### Exercise
Each line below either holds the string "plaster" or doesn't. Count those that do and give only the number.

--- Listed entries Enclosed Below ---

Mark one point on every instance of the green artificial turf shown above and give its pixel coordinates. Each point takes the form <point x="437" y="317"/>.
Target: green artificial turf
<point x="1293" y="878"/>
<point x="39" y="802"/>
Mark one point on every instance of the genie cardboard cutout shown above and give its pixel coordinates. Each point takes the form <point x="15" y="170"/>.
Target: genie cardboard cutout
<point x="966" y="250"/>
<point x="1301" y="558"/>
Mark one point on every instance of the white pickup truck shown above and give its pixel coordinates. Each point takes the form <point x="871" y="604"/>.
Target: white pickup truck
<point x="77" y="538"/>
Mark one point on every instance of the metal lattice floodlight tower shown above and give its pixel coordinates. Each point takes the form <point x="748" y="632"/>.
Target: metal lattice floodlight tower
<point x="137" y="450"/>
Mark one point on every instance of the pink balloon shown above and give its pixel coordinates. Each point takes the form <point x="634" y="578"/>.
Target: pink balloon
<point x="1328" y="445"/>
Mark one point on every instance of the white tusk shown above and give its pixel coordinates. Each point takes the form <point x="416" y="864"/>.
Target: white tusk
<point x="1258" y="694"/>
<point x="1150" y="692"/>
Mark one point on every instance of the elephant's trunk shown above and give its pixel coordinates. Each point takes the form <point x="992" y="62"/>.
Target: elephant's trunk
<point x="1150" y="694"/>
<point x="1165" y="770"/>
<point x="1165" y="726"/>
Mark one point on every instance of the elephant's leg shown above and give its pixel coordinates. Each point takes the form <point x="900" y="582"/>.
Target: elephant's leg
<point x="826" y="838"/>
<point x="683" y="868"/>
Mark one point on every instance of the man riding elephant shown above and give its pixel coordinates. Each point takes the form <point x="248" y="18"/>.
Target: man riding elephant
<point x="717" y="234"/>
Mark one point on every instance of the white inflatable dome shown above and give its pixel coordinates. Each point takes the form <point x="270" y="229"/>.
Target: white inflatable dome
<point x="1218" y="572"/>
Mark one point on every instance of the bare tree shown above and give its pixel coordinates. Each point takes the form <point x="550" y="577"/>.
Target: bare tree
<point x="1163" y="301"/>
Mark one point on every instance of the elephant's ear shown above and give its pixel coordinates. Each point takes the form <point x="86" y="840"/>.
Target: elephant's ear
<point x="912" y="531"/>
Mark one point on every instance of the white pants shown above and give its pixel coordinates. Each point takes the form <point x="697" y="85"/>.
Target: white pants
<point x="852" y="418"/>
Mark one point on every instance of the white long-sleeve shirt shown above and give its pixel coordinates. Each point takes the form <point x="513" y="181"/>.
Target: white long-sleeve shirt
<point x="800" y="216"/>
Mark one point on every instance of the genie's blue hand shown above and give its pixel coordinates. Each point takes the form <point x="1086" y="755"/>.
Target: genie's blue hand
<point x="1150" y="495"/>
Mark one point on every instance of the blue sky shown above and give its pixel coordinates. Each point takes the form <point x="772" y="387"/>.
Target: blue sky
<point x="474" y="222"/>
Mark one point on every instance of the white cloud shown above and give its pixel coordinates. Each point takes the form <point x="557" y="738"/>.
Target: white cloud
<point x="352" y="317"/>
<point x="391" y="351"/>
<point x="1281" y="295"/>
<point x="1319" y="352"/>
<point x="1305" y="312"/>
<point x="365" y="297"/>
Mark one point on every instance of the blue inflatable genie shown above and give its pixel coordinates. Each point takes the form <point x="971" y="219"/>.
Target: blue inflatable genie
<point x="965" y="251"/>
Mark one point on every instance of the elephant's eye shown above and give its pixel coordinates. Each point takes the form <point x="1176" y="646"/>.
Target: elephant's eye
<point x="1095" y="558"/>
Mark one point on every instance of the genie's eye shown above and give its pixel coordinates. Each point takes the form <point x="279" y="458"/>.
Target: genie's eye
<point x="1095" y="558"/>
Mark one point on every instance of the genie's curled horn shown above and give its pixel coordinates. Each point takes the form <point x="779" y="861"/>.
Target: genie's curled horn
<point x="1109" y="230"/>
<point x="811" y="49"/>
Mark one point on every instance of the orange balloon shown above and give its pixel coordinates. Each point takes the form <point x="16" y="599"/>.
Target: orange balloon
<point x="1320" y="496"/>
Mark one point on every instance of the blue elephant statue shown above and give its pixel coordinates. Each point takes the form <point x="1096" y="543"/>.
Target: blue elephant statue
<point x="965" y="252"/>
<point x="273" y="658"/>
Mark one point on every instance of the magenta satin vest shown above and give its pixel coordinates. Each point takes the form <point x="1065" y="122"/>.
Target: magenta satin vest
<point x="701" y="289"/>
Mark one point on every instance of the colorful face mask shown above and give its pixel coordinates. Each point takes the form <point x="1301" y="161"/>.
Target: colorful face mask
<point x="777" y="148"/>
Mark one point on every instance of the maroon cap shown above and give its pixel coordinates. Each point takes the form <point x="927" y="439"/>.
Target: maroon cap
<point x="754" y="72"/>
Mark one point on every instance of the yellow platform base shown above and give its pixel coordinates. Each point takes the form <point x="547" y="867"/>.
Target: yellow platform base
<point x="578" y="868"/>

--- End of Enclosed Listed entries ---
--- Listed entries Enclosed Below ---

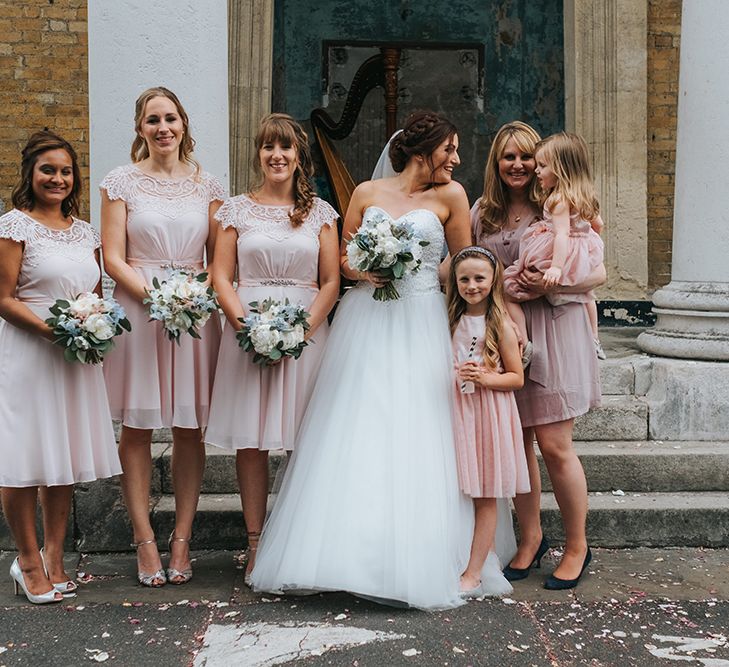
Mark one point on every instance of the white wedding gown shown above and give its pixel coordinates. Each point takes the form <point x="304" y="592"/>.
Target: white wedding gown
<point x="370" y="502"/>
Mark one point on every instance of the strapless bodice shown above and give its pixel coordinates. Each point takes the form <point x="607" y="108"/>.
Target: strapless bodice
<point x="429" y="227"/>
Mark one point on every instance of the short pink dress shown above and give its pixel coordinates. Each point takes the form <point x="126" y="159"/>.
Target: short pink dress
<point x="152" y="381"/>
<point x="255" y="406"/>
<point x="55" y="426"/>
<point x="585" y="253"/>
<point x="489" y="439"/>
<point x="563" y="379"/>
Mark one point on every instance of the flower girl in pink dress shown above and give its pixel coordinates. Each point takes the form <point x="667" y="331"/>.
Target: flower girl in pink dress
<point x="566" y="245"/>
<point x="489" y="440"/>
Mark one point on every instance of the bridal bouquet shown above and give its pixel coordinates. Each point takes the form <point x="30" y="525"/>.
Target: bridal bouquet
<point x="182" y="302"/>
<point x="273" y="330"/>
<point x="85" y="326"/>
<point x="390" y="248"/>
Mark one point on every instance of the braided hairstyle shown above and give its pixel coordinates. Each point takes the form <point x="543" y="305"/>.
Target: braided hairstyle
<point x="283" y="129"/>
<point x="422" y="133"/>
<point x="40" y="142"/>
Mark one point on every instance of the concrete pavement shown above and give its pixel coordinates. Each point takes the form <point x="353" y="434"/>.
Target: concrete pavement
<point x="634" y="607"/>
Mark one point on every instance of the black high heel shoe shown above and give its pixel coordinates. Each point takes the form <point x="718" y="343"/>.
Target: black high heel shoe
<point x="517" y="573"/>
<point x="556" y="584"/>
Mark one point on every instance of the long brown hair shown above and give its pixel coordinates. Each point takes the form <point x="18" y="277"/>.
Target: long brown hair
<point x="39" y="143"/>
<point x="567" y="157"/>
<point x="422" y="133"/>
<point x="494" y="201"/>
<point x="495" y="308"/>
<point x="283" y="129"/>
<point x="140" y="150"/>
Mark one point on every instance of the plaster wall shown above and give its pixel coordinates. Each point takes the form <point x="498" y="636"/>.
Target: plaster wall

--- End of Enclosed Listed entries ---

### Output of the exercise
2